### Work to complete
For every line below, restate it exactly and drop the images.

Dataset records:
------------------------

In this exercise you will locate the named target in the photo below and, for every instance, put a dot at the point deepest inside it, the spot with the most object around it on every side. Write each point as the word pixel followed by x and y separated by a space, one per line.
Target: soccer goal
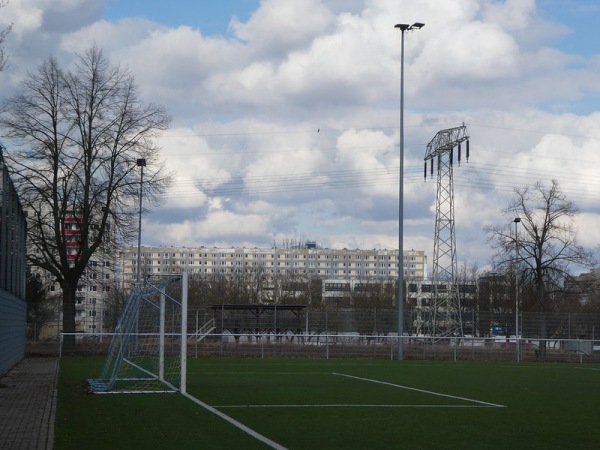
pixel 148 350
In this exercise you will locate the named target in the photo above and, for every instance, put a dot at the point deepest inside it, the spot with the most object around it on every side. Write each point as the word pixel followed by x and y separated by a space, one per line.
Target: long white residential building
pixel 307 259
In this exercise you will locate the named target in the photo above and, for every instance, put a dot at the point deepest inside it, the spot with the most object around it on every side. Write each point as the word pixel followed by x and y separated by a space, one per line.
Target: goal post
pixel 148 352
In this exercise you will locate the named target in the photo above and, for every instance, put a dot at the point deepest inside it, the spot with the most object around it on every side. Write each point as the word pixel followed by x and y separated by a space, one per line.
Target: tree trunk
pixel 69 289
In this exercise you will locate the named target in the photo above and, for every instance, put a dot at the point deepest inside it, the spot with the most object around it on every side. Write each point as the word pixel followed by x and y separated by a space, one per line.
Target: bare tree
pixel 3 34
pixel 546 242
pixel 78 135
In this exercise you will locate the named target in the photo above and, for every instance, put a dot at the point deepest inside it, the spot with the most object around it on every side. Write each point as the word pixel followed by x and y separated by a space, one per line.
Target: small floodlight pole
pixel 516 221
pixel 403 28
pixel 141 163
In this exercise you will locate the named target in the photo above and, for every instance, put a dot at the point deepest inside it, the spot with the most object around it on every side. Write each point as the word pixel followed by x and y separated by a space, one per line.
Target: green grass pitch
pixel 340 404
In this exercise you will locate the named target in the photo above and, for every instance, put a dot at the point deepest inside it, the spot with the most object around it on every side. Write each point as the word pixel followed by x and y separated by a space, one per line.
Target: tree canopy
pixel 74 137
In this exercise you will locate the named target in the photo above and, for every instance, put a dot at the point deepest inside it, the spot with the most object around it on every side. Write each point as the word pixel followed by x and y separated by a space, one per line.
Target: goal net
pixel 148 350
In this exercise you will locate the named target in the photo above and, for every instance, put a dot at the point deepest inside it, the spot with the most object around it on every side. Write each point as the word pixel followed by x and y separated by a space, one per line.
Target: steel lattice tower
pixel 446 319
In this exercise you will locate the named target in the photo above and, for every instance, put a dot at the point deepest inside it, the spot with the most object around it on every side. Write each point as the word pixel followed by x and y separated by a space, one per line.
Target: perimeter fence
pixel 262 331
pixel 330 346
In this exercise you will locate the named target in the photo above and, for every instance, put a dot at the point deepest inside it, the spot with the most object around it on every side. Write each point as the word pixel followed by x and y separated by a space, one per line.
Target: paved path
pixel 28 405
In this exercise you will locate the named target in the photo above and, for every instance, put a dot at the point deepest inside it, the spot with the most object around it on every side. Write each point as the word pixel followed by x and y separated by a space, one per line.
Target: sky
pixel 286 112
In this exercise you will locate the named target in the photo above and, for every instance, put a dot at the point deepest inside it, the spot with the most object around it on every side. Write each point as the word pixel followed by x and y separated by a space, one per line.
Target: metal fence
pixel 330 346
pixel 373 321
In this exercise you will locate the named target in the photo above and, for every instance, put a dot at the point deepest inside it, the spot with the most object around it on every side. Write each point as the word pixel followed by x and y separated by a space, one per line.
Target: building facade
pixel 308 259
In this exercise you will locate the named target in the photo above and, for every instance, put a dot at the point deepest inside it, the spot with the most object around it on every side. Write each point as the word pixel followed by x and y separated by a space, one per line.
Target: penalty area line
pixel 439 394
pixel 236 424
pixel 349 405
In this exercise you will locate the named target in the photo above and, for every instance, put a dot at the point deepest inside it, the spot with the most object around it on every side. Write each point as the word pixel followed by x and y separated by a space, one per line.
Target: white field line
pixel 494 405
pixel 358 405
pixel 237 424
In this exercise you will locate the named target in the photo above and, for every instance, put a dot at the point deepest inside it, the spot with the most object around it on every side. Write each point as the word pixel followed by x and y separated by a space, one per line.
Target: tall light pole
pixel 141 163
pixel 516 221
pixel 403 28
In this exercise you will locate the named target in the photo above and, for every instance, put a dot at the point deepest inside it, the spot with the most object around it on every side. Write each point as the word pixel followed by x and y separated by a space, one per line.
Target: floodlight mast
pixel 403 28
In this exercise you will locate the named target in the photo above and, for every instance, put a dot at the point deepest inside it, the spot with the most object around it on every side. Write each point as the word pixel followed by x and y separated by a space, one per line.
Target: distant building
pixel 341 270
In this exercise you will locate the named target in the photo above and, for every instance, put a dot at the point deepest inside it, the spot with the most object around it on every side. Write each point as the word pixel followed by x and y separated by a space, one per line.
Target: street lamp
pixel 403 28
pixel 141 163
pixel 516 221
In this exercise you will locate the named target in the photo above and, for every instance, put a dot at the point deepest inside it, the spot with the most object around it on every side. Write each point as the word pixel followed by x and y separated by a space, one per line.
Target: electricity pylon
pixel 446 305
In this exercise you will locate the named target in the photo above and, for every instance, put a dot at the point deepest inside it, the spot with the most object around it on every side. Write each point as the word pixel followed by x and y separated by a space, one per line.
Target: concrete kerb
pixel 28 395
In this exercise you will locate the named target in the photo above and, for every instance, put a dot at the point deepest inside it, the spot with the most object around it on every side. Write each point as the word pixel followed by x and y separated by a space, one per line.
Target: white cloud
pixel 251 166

------------------------

### Exercise output
In this exercise you will locate the named target in the photo below and, for every instance, put a dot at the point deepest inside it, the spot with the most object around it on every side. Write each point as the word pixel followed by x and y separated by a space, one per line.
Target: soccer goal
pixel 148 350
In this exercise you will locate the named target in the photo above and, for every instance, put a dot at the point deepest inside it, the spot with the most object around it on every side. Write each point as the word pixel followed by x and y separated by a space, one per line.
Target: long white residential building
pixel 307 259
In this exercise you will locate the named target in the photo above and, for every instance, put a dot at the point deepest inside it, the spot with the most object around it on every side. Write each point as the word pixel followed by x and y separated by a space, one per line.
Target: goal post
pixel 148 352
In this exercise you will locate the named target in the photo above and, for every instance, put a dot at the point deepest inside it, the spot with the most object around it on every side. Write each point as the word pixel followed by x and y separated by a space, one per line.
Target: tree trunk
pixel 69 289
In this exercise you will locate the named target in the photo above and, for every instance, put a dot at the point deepest inside it, the spot with the most object around it on every side. Write each point as the word pixel followed by x and y separated by a space, one per line.
Target: bare tree
pixel 3 34
pixel 546 242
pixel 78 135
In this exercise you will locate the named target in the photo above and, for every instance, put a dot at the point deepest inside it, the spot with the most object around it on every side. Write each point as the word pixel followed by x and y separated by a space, one per line.
Target: small floodlight pole
pixel 516 221
pixel 403 28
pixel 141 163
In this exercise you will locate the named target in the photo above and, for every instance, put a dot at the point deepest inside it, the spot with the most object around it on every side. Write each point as the word pixel followed by x and y separated by a space, one per line.
Target: green grass pitch
pixel 340 404
In this exercise you will locate the named target in the photo above and, for every instance, put a dot at the point deepest inside it, the spot with the most object around it on every side. Write each point as the word pixel followed by x and y separated by a space, one per line.
Target: tree canopy
pixel 74 137
In this exercise you will locate the named target in the photo above and, for every instance, put a dot at the point deepest inside it, the spot with the most object around it on every side. Write each point as the word pixel followed by x and y separated by a space, one per line.
Target: goal net
pixel 148 350
In this exercise you will locate the named target in the photo above and, for every instance, put a dot at the point deepest inside it, the spot with the most object around it on every side. Write each point as the word pixel followed by x and y separated by a space, one per line.
Target: steel lattice tower
pixel 446 319
In this exercise you will locate the named target in the photo above and, for every instance, put a dot at the point deepest inside it, the spot with the most object around it on every side. Write each point as the word pixel followed by x and y separated by a space, one per line.
Target: perimeter fence
pixel 262 331
pixel 330 346
In this exercise you will locate the named target in the photo above and, for every instance, put a dot at the point deepest inside it, the spot with the most object around it on every side. Write each point as the word pixel followed by x and y separated by a space, one per line.
Target: paved path
pixel 28 405
In this exercise you will locate the named target in the photo above and, for every instance, put a dot at the point deepest inside it, the spot with the most object around it on every side. Write each point as the word pixel followed by x and y separated by a space, one per line.
Target: sky
pixel 286 112
In this exercise you will locate the named target in the photo above and, for every instance, put a dot at the point deepest inside it, the spot with the most object around it on every side. Write each point as the word pixel followed by x and y separated by a space, one per line.
Target: metal fence
pixel 330 346
pixel 373 321
In this exercise you will locate the named target in the photo above and, for every instance, put a dot at the point deepest inside it, the spot with the most object around it on every side. Write each point as the word pixel followed by x and y separated by a space, one per line.
Target: building facade
pixel 308 259
In this exercise you will locate the named target in the photo above and, for every instance, put a dot at the point deepest inside it, the spot with the most object around it on every side. Write each point as the word pixel followed by x and y separated by a space, one per line.
Target: penalty area line
pixel 439 394
pixel 236 424
pixel 349 405
In this exercise you will locate the named target in the photo above and, for every instance, put a dot at the point deepest inside it, the spot with the most object around it on every side. Write each point as the word pixel followed by x and y separated by a space, one per line.
Target: white field line
pixel 494 405
pixel 358 405
pixel 237 424
In this exercise you will locate the named target in the photo above and, for every instance, put a dot at the point deepest inside it, the spot with the most object around it on every side. Write each point as the word pixel followed by x and y separated by a space, one per line.
Target: tall light pole
pixel 141 163
pixel 516 221
pixel 403 28
In this exercise you will locate the named target in the photo above and, for every instance, put a dot at the point deepest inside it, the spot with the most object around it on every side. Write each point as the word pixel followed by x and y separated by a space, one per line.
Target: floodlight mast
pixel 403 28
In this exercise you will locate the named target in the photo above and, for every instance, put a dot at the point deepest inside it, the spot with the most object around it on every side. Write each point as the word pixel followed by x and y separated by a space, one per line.
Target: distant building
pixel 341 270
In this exercise you will locate the named target in the photo above and, for every instance, put a dot at the point deepest inside it, the spot with the most object around it on every side. Write each point as the word pixel followed by x and y separated by a space, one per line.
Target: street lamp
pixel 403 28
pixel 141 163
pixel 516 221
In this exercise you will locate the named target in the photo above and, for every instance, put a dot at the point deepest inside it, the spot with the most object around it on every side. Write each point as the word pixel followed by x and y separated by a space, one per line.
Target: electricity pylon
pixel 446 305
In this exercise you will locate the named target in the photo above and, for every instance, put a dot at the point deepest inside it, the spot with the most object around it on every side. Write each point as the word pixel followed by x and y separated by a space, one per line.
Target: concrete kerb
pixel 28 395
In this exercise you will locate the named target in the photo above and, for every instance, put a dot at the point deepest inside it, the spot with the most object around it on every side. Write each point as the word pixel followed by x and y separated by a space, one per line.
Target: white cloud
pixel 251 166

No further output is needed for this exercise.